• Task brief: For the listing below, output exactly the lines from the line with "Q: Give the pixel coordinates of a point on the pitted" up to and including the line with "Q: Give the pixel coordinates of a point on the mineral", and no other lines.

• Records provided:

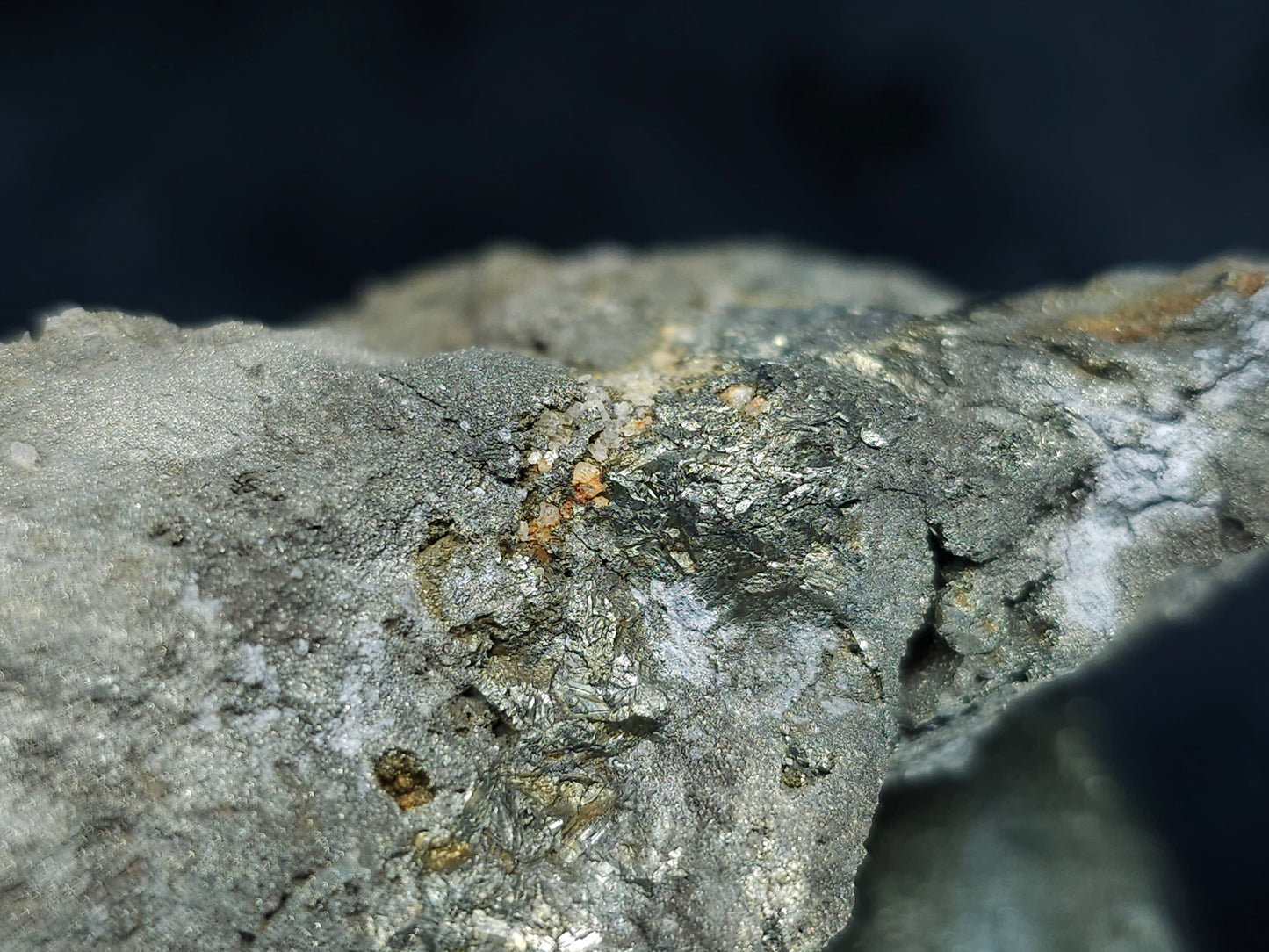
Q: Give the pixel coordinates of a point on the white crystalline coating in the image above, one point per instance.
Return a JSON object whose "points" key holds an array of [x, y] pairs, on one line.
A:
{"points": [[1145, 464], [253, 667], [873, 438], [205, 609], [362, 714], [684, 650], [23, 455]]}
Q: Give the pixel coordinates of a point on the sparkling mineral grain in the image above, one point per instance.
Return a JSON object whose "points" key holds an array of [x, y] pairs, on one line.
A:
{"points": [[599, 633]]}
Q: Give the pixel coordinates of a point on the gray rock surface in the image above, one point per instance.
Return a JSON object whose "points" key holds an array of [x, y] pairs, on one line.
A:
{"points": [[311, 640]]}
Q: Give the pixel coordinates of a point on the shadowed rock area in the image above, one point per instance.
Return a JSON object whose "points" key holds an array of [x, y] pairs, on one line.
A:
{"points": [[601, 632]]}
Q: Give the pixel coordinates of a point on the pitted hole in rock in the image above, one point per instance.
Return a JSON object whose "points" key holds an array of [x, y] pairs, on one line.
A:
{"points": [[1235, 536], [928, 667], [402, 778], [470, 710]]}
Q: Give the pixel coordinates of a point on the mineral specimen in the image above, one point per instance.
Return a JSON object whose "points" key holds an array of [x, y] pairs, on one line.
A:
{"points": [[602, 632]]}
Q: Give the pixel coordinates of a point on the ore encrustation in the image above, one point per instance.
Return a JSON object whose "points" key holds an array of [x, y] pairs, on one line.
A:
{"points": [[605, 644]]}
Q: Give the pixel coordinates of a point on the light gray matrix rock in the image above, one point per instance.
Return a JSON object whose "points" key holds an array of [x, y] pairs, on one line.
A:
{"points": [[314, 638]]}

* * *

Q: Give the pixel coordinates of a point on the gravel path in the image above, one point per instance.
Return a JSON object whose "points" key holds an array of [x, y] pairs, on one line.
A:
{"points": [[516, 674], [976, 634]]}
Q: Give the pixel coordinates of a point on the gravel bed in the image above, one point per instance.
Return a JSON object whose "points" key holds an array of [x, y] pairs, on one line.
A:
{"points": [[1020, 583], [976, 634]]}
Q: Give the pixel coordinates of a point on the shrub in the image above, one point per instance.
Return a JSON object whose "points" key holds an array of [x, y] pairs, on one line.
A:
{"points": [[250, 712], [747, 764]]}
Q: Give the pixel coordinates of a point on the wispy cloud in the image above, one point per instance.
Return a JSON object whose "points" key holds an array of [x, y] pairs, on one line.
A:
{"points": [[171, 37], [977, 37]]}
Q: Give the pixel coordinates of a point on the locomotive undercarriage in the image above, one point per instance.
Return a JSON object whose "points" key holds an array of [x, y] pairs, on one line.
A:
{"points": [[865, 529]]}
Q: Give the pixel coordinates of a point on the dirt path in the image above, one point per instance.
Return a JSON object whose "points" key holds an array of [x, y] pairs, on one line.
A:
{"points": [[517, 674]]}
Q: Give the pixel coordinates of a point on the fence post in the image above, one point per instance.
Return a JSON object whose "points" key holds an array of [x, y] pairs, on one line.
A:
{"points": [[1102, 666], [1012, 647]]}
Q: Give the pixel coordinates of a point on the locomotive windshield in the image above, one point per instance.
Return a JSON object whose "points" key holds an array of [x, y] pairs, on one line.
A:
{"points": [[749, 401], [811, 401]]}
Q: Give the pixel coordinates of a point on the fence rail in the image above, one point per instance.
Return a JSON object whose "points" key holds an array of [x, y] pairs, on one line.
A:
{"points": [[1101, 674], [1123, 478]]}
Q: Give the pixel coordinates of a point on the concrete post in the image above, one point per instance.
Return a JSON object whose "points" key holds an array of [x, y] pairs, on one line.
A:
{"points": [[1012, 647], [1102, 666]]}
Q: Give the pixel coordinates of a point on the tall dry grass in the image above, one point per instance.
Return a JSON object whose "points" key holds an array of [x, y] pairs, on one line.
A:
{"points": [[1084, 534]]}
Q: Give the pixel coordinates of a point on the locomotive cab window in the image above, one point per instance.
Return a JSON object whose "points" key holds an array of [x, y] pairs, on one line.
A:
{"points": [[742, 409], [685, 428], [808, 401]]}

• Solution below:
Q: Give the pixel coordinates of a point on the pitted hole in rock in the image above, one point per instance.
Return a JSON object whose "points" key holds an array of [x, y] pairs, on one line.
A:
{"points": [[1235, 536], [928, 667], [402, 778], [470, 710]]}
Q: Give the pixel coordinates of a point on the mineral specimen in the image above, one point per instance.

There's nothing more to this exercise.